[Point annotation dataset records]
#####

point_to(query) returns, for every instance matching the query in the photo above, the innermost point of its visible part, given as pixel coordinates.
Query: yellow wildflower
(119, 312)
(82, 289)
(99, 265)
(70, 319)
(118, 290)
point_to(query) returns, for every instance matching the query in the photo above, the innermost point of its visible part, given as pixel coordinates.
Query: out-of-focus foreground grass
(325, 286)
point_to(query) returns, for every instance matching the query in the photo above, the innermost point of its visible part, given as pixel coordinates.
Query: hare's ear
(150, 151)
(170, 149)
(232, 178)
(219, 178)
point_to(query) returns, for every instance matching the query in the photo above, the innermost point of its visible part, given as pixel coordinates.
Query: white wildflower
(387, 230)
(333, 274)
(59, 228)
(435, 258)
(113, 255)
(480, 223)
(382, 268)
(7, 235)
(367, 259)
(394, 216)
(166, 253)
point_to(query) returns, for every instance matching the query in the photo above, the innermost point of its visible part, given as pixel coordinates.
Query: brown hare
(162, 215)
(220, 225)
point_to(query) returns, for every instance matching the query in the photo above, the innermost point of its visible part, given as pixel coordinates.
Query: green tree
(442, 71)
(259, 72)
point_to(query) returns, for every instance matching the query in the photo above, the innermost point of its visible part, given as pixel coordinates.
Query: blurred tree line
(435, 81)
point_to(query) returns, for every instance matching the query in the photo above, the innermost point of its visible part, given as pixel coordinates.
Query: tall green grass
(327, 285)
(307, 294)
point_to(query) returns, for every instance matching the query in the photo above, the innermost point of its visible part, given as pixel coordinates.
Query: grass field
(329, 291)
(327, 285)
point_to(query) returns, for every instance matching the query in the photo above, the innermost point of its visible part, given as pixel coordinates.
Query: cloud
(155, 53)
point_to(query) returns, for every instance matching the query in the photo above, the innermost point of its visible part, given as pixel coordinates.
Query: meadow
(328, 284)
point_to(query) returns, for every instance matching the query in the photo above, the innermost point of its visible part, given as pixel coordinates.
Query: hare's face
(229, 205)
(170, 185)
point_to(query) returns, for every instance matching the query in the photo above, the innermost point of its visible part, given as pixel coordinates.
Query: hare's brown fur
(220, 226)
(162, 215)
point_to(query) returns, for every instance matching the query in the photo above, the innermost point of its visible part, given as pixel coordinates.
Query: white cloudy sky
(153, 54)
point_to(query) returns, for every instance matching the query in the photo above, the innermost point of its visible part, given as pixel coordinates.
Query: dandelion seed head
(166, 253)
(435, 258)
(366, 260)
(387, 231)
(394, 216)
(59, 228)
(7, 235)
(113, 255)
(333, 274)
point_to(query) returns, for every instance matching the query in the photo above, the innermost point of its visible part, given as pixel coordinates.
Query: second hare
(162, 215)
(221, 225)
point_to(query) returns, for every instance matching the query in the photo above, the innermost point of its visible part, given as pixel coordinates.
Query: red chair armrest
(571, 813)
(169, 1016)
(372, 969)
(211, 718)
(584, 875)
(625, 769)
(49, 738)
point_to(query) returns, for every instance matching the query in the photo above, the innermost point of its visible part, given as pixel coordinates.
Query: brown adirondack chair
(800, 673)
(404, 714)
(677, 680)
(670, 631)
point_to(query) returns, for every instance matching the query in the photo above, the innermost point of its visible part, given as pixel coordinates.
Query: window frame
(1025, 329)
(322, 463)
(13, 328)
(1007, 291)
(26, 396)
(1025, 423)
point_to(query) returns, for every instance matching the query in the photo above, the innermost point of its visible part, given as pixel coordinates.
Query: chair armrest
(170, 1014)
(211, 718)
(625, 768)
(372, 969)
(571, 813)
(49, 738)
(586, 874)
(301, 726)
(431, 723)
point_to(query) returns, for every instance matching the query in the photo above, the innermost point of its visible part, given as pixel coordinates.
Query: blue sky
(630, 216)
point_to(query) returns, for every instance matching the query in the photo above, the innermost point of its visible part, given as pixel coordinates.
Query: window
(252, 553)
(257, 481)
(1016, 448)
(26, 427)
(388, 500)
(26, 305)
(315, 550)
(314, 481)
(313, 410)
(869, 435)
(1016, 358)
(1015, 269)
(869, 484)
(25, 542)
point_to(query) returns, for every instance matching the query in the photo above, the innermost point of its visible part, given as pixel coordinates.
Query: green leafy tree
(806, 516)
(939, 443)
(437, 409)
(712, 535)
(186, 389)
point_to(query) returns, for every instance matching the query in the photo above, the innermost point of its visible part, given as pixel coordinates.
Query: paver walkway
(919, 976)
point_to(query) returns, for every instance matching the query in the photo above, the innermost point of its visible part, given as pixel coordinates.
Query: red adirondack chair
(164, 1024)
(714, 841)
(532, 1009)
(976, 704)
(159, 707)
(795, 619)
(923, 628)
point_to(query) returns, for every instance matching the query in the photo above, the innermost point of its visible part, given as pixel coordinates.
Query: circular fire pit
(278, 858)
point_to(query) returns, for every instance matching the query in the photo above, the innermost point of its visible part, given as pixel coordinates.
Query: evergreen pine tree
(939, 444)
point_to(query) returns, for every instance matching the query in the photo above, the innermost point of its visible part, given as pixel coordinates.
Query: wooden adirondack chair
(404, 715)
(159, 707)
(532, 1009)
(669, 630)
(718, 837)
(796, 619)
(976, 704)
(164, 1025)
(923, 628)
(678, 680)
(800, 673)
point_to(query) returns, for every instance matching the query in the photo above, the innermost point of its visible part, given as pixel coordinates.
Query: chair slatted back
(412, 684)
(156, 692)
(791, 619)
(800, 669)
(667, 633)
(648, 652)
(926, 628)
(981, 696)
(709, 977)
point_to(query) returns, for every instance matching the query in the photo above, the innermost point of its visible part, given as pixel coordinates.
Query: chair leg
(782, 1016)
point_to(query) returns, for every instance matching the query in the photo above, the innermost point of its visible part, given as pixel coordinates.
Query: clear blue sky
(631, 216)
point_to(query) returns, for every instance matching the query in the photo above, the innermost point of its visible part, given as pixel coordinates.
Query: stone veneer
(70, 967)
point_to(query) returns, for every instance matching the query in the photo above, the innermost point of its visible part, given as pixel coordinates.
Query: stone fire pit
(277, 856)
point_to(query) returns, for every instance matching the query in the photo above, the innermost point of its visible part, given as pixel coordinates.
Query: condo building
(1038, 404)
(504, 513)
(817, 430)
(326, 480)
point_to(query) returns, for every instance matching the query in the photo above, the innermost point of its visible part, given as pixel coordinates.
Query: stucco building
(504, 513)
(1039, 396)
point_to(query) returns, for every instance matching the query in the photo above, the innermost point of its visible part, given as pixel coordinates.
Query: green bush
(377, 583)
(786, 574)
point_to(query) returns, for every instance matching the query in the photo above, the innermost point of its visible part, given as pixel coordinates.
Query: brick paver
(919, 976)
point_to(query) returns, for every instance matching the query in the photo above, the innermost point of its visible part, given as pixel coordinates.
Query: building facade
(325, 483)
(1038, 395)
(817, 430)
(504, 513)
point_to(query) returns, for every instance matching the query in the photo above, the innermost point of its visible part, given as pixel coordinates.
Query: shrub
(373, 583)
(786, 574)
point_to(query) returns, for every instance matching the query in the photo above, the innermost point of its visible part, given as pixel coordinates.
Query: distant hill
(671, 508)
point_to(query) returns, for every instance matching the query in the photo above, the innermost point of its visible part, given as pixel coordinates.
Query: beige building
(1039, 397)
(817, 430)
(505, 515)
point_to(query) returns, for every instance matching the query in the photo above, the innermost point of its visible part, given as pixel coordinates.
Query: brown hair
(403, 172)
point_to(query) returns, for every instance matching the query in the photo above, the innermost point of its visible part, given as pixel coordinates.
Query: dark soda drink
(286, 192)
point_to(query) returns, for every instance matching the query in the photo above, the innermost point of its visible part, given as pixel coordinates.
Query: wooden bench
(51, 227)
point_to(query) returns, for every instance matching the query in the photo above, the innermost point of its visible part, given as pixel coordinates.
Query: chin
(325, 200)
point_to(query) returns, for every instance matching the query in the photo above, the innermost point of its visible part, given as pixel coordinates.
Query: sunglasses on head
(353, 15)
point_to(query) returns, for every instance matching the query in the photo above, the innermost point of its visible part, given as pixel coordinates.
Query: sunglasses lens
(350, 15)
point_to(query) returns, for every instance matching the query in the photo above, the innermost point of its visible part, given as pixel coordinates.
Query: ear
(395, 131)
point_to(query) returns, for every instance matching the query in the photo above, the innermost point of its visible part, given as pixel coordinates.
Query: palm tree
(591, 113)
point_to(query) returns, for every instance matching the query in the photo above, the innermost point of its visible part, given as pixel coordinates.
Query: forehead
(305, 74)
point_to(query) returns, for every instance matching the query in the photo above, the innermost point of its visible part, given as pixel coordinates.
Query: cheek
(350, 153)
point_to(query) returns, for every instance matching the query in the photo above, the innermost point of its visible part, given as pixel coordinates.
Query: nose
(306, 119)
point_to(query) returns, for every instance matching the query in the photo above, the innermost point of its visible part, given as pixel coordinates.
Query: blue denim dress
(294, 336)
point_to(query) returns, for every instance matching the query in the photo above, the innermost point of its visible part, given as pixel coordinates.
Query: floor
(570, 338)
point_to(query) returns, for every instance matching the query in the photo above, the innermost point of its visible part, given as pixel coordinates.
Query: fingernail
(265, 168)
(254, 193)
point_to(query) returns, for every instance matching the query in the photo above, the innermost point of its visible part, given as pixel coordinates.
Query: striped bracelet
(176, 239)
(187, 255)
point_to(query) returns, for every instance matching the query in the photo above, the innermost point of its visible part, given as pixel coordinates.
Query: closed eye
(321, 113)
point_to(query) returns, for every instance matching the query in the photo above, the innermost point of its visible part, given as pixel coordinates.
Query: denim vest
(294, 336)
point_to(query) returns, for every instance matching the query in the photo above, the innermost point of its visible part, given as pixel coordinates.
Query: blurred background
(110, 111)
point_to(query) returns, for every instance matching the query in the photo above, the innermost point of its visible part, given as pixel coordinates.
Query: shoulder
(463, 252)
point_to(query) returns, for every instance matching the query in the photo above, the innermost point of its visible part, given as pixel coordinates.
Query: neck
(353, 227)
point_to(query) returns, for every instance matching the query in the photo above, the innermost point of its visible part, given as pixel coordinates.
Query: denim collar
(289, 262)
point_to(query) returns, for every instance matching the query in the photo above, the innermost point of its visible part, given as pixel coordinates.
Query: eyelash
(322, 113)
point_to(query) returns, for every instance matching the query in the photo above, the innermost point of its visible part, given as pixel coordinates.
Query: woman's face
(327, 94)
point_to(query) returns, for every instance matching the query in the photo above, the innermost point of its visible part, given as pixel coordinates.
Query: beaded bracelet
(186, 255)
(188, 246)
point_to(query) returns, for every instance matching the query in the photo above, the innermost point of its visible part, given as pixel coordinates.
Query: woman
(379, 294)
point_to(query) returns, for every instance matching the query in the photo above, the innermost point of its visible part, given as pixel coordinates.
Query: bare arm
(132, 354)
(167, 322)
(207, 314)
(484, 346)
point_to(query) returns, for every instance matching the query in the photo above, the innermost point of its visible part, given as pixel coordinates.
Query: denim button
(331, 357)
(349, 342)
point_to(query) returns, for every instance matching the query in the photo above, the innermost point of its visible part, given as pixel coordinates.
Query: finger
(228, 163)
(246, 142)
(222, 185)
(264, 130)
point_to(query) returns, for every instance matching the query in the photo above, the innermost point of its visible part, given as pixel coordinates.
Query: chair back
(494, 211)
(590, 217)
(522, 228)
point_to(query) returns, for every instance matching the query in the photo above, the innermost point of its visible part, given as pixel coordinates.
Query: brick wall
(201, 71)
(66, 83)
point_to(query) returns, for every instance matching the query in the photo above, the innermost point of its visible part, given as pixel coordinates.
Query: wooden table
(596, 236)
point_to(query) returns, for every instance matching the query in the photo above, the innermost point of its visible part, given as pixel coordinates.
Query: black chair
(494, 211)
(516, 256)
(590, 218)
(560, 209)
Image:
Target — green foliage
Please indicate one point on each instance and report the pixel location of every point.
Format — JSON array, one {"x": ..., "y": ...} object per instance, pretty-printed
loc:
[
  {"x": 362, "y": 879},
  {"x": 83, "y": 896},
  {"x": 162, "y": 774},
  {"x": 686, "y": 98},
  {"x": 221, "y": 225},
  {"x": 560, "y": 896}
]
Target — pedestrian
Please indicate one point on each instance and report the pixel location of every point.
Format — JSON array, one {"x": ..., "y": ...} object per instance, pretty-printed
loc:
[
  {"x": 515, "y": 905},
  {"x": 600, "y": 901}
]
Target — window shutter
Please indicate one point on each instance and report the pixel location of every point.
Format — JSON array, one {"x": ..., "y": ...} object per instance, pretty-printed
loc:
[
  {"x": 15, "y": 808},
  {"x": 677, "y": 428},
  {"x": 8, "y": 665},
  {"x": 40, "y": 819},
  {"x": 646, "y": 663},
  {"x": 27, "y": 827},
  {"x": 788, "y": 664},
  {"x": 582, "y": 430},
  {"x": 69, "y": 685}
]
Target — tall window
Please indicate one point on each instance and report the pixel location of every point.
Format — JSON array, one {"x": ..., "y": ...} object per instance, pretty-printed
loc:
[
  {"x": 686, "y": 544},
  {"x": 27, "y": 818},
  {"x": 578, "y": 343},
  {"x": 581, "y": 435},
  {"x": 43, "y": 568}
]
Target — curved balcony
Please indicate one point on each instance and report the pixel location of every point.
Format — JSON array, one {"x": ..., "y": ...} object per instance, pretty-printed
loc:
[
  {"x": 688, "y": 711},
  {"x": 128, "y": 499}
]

#####

Write out exactly the lines of the entries above that run from the line containing "Target — pedestrian" through the last line, including both.

Target — pedestrian
Please indicate one point on each instance and report the pixel location of every point.
Format — JSON array, one {"x": ..., "y": ...} object per instance, pretty-printed
loc:
[
  {"x": 515, "y": 905},
  {"x": 600, "y": 901}
]
Target — window shutter
Please indicate one point on each instance and report the pixel location of every point.
Format — JSON array, one {"x": ..., "y": ...} object per instance, pretty-printed
loc:
[
  {"x": 15, "y": 808},
  {"x": 677, "y": 428},
  {"x": 8, "y": 665},
  {"x": 40, "y": 819},
  {"x": 646, "y": 663},
  {"x": 27, "y": 827},
  {"x": 788, "y": 664},
  {"x": 582, "y": 430},
  {"x": 69, "y": 685}
]
Target — tall window
Please indicate one point on each instance and report the pixel location of every point.
Format — JSON array, one {"x": ..., "y": ...} object per instance, pretty-printed
loc:
[
  {"x": 686, "y": 544},
  {"x": 27, "y": 818},
  {"x": 578, "y": 343},
  {"x": 581, "y": 435},
  {"x": 43, "y": 568}
]
Target — curved balcony
Please indicate one point on each instance and report the pixel location of every point.
Format — JSON array, one {"x": ..., "y": ...} object per instance, pretty-printed
loc:
[
  {"x": 688, "y": 711},
  {"x": 128, "y": 499}
]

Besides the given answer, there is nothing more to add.